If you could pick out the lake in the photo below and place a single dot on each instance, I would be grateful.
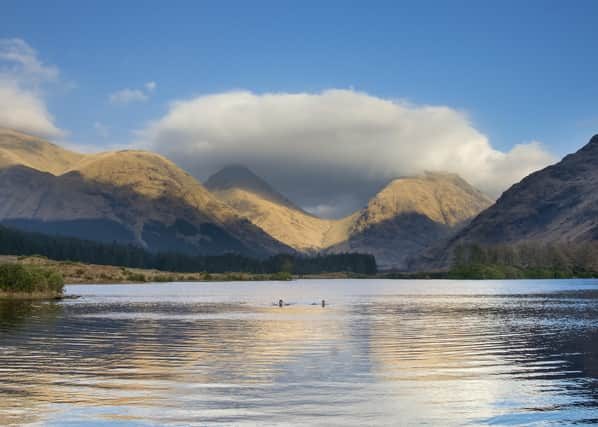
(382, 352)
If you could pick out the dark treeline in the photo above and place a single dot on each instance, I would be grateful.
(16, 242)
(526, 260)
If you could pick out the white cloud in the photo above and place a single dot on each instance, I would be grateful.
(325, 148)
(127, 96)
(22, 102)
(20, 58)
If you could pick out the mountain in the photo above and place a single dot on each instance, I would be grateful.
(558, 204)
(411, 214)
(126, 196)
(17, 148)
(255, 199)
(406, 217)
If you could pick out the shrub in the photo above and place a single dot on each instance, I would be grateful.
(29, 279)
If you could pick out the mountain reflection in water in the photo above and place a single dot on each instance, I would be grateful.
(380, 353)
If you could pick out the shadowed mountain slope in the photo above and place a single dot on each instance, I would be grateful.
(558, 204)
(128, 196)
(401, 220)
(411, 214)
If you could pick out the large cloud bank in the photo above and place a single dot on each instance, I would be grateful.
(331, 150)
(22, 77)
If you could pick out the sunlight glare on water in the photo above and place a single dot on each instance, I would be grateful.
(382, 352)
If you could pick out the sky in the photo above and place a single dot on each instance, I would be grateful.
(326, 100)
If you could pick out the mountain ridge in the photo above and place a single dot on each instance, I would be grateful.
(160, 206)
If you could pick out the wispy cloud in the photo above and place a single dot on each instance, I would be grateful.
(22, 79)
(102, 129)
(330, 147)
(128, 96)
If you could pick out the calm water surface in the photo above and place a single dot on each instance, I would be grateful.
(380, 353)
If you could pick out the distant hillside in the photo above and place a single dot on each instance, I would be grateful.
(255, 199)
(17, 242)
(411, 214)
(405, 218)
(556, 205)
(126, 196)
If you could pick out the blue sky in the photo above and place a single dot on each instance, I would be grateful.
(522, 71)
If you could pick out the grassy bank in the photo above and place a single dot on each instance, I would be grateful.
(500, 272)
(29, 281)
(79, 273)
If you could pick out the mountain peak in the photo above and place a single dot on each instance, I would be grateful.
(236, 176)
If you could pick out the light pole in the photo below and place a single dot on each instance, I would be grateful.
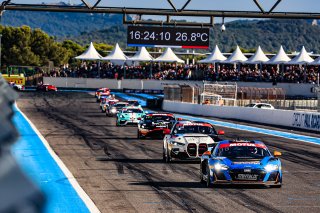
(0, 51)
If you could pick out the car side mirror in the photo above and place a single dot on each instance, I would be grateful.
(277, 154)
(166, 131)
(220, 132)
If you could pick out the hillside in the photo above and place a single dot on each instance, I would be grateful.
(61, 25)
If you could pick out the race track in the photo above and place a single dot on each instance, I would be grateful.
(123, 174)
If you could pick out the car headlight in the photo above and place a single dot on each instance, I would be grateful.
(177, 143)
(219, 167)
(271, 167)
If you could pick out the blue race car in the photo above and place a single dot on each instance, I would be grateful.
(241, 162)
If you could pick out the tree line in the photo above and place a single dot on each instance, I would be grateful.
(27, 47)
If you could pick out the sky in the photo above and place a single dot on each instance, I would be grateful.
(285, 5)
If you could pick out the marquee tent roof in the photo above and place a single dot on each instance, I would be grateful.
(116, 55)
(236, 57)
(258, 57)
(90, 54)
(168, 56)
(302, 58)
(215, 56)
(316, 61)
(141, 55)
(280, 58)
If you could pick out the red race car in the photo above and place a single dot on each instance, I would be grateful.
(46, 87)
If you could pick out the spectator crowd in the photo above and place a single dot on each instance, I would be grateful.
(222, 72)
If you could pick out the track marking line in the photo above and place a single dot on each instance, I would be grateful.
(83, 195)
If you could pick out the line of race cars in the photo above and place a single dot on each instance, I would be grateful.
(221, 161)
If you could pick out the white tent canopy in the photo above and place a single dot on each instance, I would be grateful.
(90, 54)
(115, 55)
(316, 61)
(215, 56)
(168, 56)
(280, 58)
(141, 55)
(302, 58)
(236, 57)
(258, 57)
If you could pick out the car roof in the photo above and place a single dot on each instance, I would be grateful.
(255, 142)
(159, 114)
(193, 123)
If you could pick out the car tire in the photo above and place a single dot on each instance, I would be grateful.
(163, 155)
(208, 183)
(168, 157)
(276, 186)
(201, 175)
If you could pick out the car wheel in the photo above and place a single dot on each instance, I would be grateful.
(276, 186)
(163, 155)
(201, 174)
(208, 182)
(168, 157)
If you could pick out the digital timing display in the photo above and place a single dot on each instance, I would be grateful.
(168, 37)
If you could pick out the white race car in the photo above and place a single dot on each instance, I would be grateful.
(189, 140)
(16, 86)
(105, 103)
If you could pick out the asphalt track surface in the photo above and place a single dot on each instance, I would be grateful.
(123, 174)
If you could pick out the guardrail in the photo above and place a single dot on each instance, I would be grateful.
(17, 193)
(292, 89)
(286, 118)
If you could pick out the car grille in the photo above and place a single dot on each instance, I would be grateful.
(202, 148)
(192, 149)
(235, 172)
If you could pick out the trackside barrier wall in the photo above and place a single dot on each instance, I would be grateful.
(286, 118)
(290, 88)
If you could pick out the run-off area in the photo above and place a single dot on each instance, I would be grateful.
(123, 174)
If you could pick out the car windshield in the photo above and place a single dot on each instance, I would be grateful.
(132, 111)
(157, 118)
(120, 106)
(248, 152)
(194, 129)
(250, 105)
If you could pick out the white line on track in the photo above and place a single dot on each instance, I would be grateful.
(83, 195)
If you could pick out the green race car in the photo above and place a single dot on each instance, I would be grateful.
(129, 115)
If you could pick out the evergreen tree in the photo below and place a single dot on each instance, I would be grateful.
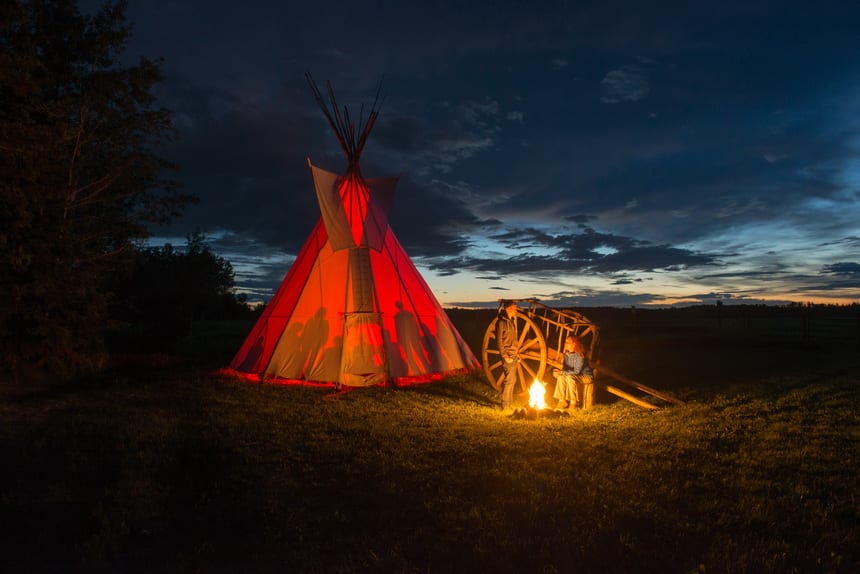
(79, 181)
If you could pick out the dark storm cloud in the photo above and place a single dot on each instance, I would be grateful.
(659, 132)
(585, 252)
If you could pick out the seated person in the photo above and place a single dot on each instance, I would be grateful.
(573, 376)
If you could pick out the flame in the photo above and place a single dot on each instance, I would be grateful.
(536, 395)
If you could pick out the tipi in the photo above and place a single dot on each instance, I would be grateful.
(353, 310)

◆ ◆ ◆ ◆ ◆ ◆ ◆

Task
Copy out the material above exactly; the images stay out.

Answer box
If you could pick out the lake in the photo below and place a single dot on each instance, I would be grateful.
(382, 352)
If you could pick out the dark treeline in the photo above and place a single dot on each instance, I would be grateful.
(16, 242)
(526, 260)
If you could pick out the white cloud in the photo above and place a single dot on each instance, I would be grateful.
(325, 148)
(127, 96)
(22, 102)
(20, 58)
If you could pick out the mountain in the photo above and place a single dot on each instance, I would be grateful.
(558, 204)
(411, 214)
(126, 196)
(17, 148)
(255, 199)
(406, 217)
If you could pick out the shrub in the photo above and place a single dot on each instance, I would be grateful.
(29, 279)
If you could pick out the mountain reflection in water in the photo above and place a single dot on each instance, I would be grateful.
(380, 353)
If you could pick out the shadowed mountain slope in the photo above and place a single dot on each instance, I would be grateful.
(558, 204)
(128, 196)
(401, 220)
(411, 214)
If you could pick out the large cloud bank in the photo above and place a single dot on each instance, I would be grateful.
(331, 150)
(22, 77)
If you could pick out the sunlight glare on water in the photo above and place a single dot on each instance, I would be grateful.
(382, 352)
If you could pick out the sky in the photo above and place a single dot on each instance, I would be grateful.
(326, 100)
If you could pick out the mountain ridge in the photo above and place a single dot on each instance, I would be grateful.
(160, 206)
If you could pick out the wispy cloud in the photo above and place a single dot on each instance, I would be grateful.
(22, 79)
(102, 129)
(330, 147)
(128, 96)
If you could pick out the calm water surface in the photo above and place a single dot on each instance, I would be grateful.
(380, 353)
If you could pick out the distant hillside in the photo above and place a single dot on each instance, I would be grateful.
(255, 199)
(17, 242)
(411, 214)
(405, 218)
(556, 205)
(126, 196)
If you could pick out the blue sky in the photo above and place a single dot on each instance, I would be grateful.
(522, 71)
If you could pick out the grassy bank in the photo above and place a single dot on each instance, I would be grateful.
(500, 272)
(29, 281)
(79, 273)
If you could pick out the mountain peak in the photo above and place a single dot on each instance, I would be grateful.
(236, 176)
If you could pick out the light pole in the photo below and place a single dot on each instance, I would be grateful.
(0, 51)
If you could pick out the car side mirror in the photo above and place a single dot on each instance, I would be grateful.
(277, 154)
(166, 131)
(220, 132)
If you could pick out the hillside in the photo above and place a single dot on each instance, I would be grateful.
(61, 25)
If you could pick out the race track in the photo above and place a single dot on each instance, I would be grateful.
(123, 174)
If you could pick out the car headlight in the photo above and place a single dot on each instance, I would be grateful.
(177, 143)
(219, 167)
(271, 167)
If you could pick out the blue race car in the photo above and place a single dot on each instance, I would be grateful.
(241, 162)
If you could pick out the tree line in the photo above and place a single dot on each instance, I would be grateful.
(27, 47)
If you could pick out the sky in the photo above and place a single dot on each instance, I would be grateful.
(285, 5)
If you could pick out the marquee tent roof in the photo above and place a single dot on each instance, I would be grateful.
(116, 55)
(236, 57)
(258, 57)
(90, 54)
(168, 56)
(302, 58)
(215, 56)
(316, 61)
(141, 55)
(280, 58)
If you could pick out the red race car in the photo above and place a single dot on each instance, I would be grateful.
(46, 87)
If you could pick out the spectator crowd in the photo above and place a single dot on each instance, I would be grateful.
(222, 72)
If you could pick out the track marking line in the photo above and place a single dot on each instance, I would be grateful.
(83, 195)
If you could pick out the line of race cars in the photo above and place a single dot on each instance, I would be grateful.
(221, 161)
If you could pick out the white tent canopy in the photo above and place a single dot on each instance, I would be grateful.
(90, 54)
(115, 55)
(316, 61)
(215, 56)
(168, 56)
(280, 58)
(141, 55)
(302, 58)
(236, 57)
(258, 57)
If you could pick out the car roof in the photo above and place a single dot on each instance, I would be grateful.
(255, 142)
(159, 114)
(193, 123)
If you could pick out the car tire in the photo above and place a single dot on each instance, I would be grateful.
(163, 155)
(208, 183)
(168, 157)
(276, 186)
(201, 175)
If you could pick out the car wheel in the photo above and place a single dot on each instance, I would be grateful.
(276, 186)
(163, 155)
(201, 174)
(208, 182)
(168, 157)
If you could pick out the digital timing display in the photo above and place a single dot on each instance, I would be grateful.
(168, 37)
If you could pick out the white race car in the photo above and place a single dot on each instance, I would be grateful.
(189, 140)
(16, 86)
(105, 103)
If you could pick out the asphalt track surface in the photo above and place a single dot on each instance, I would be grateful.
(123, 174)
If you could pick out the guardrail in the photo above and place a single dot on each instance, I would be grateful.
(17, 193)
(292, 89)
(286, 118)
If you could pick out the car grille in the photo above and place a single dot on each instance, I would be grateful.
(202, 148)
(192, 149)
(235, 172)
If you could pick out the trackside barrier wall in the photo above and place a single dot on each instance, I would be grateful.
(286, 118)
(290, 88)
If you could pick out the run-off area in the photo above and place a single dot on each instance, I would be grateful.
(123, 174)
If you could pick out the car windshield in the photo above and place a single dot on each instance, I would be grateful.
(132, 111)
(157, 118)
(120, 106)
(248, 152)
(194, 129)
(250, 105)
If you could pick out the white line on track in the photo above and place a single dot on each instance, I would be grateful.
(83, 195)
If you could pick out the green race car in the photo above and place a single dot on each instance, I would be grateful.
(129, 115)
If you could pick out the evergreen tree in the photo below and place a single dot on each instance, I would be grateful.
(79, 181)
If you could pick out the dark storm cloud in the photo above and place a single dot on each instance, I would be grateful.
(659, 132)
(585, 252)
If you could pick out the seated person in the photo above and place a single dot on each instance, I would be grateful.
(573, 376)
If you could pick out the flame in the photo above and place a single dot on each instance, I would be grateful.
(536, 395)
If you could pick out the tipi in the photo above and place a single dot on each instance, I would be grateful.
(353, 310)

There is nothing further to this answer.